### SET PROBLEM A
Duplicate the passage on Hudhayfah Ibn Al-Yaman from "Hudhayfah Ibn Al-Yaman" up to and including "but morally dead.".

### PAGE
Hudhayfah Ibn Al-Yaman felt the sources of good in life were easily recognizable for those desiring good but evil was deceptive and often difficult to perceive. He warned people to struggle against evil with their heart, hands and tongue. Those who stood against evil only with their hearts and tongues, and not hands, he considered as having abandoned a part of truth. Those who hated evil only in their hearts but did not combat it with their tongues and hands forsook two parts of truth and those who neither detested nor confronted evil with their hearts, tongues or hands he considered as physically alive but morally dead.

Speaking about the heart, he once said: "There are four kinds of hearts. The heart that is encased or atrophied. That is the heart of the kafir or ungrateful disbeliever. The heart that is shaped into thin layers. That is the heart of the munafiq or hypocrite. The heart that is open and bare and on which shines a radiant light. That is the heart of the mumin or the believer. Finally there is the heart in which there is both hypocrisy and faith. Faith is like a tree which thrives with good water and hypocrisy is like an abscess which thrives on pus and blood. Whichever flourishes more, be it the tree of faith or the abscess of hypocrisy, wins control of the heart."

### DATA IN THIS EXERCISE
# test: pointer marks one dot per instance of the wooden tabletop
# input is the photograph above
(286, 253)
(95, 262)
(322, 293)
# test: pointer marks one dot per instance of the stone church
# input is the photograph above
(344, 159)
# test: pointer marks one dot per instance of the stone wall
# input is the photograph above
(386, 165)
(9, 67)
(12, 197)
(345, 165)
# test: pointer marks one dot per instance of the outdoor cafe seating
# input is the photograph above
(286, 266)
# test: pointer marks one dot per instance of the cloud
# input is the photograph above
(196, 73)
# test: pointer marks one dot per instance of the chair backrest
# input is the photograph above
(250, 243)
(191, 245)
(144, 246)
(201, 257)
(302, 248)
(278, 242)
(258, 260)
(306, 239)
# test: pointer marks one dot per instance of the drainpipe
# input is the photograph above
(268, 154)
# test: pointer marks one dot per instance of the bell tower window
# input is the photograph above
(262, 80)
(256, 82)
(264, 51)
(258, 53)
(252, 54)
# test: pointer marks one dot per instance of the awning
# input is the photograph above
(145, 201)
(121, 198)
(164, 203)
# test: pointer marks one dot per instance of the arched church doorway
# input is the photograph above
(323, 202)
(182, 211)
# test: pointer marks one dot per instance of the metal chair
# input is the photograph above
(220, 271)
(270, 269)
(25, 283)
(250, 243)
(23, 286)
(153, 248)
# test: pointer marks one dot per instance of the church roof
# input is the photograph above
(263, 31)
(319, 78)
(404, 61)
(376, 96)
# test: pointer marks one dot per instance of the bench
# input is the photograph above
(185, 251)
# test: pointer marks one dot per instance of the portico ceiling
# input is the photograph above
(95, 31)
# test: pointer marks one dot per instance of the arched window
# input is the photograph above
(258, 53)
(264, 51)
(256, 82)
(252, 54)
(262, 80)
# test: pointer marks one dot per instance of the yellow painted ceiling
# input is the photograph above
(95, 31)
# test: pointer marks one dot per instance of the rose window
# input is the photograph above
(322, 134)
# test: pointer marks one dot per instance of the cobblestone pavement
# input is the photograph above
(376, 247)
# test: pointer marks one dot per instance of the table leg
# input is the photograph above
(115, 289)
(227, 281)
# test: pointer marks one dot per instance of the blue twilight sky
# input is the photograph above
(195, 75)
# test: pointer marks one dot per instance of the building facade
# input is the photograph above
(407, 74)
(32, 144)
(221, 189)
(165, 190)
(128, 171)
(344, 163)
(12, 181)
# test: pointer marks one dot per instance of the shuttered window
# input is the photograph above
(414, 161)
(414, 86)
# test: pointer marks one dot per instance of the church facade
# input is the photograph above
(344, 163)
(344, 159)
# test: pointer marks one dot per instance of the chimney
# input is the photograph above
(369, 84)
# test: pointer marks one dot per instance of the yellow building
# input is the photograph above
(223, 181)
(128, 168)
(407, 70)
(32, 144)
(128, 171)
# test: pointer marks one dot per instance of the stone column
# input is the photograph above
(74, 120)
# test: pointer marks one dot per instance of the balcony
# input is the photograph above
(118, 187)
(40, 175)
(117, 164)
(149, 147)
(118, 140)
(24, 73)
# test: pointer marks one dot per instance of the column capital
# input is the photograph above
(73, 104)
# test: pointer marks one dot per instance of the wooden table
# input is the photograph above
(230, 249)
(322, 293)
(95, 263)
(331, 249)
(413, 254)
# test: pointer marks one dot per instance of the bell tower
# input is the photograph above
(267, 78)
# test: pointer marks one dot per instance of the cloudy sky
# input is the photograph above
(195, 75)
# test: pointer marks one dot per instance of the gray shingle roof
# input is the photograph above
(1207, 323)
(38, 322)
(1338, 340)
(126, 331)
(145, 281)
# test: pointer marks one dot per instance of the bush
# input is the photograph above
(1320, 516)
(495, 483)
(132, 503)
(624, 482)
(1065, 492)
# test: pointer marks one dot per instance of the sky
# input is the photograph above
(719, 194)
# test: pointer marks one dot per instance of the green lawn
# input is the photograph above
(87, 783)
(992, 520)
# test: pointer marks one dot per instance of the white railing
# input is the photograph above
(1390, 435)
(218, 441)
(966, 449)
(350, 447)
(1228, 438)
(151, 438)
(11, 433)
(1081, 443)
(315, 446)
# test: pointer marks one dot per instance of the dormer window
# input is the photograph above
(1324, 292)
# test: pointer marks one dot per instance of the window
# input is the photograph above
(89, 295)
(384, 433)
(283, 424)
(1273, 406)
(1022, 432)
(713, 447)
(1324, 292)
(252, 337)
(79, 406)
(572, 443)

### SET PROBLEM B
Rewrite the records from the line with "# test: pointer marks one dot per instance of the green", including that line, through the end of the records, with "white railing" changed to "metal railing" and all else the same. Give only those lines.

### RESPONSE A
Hudhayfah Ibn Al-Yaman felt the sources of good in life were easily recognizable for those desiring good but evil was deceptive and often difficult to perceive. He warned people to struggle against evil with their heart, hands and tongue. Those who stood against evil only with their hearts and tongues, and not hands, he considered as having abandoned a part of truth. Those who hated evil only in their hearts but did not combat it with their tongues and hands forsook two parts of truth and those who neither detested nor confronted evil with their hearts, tongues or hands he considered as physically alive but morally dead.

### RESPONSE B
# test: pointer marks one dot per instance of the green lawn
# input is the photograph above
(87, 783)
(992, 520)
# test: pointer marks one dot per instance of the metal railing
# input is the photograph above
(1390, 435)
(218, 441)
(966, 449)
(350, 447)
(1228, 438)
(151, 438)
(11, 433)
(1081, 443)
(315, 446)
# test: pointer marks one dot per instance of the dormer window
# input is the photograph above
(1324, 292)
# test: pointer marks one dot per instance of the window
# input is the photograph above
(89, 295)
(384, 433)
(283, 424)
(1273, 406)
(1022, 432)
(713, 447)
(1324, 292)
(252, 337)
(79, 406)
(572, 443)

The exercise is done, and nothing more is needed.